- _Text passage_
BEGIN
Most startups fight to dominate existing categories. But some of the most valuable companies succeed by making existing categories obsolete. In a recent Category Visionaries interview, Corti CEO Andreas Cleve revealed how his company is dismantling traditional healthcare software categories to create something entirely new.
The Category Creation Challenge
When asked about Corti’s market category, Andreas’s response reveals the complexity of category creation in healthcare technology: “Right now we’re just in AI and healthcare and that’s sort of umbrella category for all of us right now. Who’s challenging that the technology stack is defined.”
Breaking Down the Old Stack
Rather than fitting into existing categories, Corti is systematically replacing multiple legacy systems. As Andreas explains, “We will replace the payer provider’s call recorder, we’ll replace their call analytics, we’ll replace some of their clinical documentation, we’ll replace some of their decision support with non decision support stuff.”
END
In the text on Corti, what does the company do instead of fitting into an existing software category? List the systems Andreas Cleve names.

- _Raw data_
BEGIN
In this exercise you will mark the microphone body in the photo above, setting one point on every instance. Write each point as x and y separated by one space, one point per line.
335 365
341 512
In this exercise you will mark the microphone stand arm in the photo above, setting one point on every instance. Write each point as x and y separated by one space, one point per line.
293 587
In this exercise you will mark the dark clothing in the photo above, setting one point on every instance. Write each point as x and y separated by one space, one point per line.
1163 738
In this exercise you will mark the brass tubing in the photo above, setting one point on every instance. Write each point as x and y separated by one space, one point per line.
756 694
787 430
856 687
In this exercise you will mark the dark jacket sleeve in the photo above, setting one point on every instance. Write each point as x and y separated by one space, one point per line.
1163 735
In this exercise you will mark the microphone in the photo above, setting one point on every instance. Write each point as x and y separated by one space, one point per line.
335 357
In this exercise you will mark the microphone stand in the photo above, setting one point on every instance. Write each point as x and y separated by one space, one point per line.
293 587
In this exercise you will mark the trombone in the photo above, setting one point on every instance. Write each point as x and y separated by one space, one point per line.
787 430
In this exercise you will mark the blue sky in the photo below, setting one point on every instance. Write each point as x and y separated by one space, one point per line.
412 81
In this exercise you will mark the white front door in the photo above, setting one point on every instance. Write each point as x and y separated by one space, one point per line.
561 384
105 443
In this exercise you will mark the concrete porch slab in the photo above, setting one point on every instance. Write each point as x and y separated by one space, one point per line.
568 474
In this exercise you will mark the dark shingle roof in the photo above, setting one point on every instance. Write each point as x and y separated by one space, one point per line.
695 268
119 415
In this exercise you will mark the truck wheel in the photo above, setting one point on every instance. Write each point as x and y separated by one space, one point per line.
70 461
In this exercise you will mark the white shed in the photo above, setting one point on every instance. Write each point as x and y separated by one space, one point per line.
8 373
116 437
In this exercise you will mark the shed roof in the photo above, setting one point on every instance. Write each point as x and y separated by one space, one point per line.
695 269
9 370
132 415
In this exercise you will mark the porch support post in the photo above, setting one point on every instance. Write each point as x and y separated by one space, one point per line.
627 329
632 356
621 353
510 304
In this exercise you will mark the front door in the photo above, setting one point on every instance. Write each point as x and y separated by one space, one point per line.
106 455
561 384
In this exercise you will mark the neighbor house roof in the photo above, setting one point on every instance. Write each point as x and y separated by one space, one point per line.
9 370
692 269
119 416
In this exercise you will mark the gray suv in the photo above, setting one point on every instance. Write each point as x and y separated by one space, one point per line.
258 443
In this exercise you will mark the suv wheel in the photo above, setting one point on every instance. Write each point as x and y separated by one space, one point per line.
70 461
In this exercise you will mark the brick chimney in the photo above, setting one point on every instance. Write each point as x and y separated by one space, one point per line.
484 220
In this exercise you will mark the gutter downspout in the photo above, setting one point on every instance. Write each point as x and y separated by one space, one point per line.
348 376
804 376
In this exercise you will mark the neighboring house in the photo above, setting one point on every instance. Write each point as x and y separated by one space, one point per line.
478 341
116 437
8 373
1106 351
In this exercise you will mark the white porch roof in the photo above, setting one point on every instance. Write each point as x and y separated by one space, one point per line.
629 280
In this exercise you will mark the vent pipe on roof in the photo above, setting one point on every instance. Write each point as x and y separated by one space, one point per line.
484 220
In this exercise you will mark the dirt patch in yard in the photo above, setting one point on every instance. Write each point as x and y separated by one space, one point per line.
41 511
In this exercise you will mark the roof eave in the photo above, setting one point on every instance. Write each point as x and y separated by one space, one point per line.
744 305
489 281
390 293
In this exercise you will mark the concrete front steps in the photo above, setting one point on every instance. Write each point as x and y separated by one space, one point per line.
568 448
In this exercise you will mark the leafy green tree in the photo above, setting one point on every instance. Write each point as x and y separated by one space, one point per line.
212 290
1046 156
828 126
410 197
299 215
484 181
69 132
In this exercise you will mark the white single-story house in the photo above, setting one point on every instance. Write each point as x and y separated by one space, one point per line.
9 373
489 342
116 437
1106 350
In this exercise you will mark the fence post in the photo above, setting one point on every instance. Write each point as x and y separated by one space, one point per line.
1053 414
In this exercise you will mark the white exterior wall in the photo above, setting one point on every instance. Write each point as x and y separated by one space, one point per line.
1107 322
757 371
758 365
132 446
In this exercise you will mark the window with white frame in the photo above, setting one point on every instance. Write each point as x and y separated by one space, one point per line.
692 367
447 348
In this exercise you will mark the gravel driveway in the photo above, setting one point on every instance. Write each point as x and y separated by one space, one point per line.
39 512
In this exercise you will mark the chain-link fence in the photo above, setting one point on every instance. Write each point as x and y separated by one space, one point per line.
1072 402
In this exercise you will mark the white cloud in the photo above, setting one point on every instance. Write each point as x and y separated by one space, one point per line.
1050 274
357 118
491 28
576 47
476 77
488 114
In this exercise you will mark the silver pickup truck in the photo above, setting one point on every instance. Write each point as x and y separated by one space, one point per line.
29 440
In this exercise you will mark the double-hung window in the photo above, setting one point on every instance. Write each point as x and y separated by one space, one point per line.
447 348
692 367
END
- _Problem solution_
Corti is systematically replacing multiple legacy systems rather than fitting into existing categories. Andreas Cleve says it will replace the payer provider's call recorder and call analytics, some of their clinical documentation, and some of their decision support.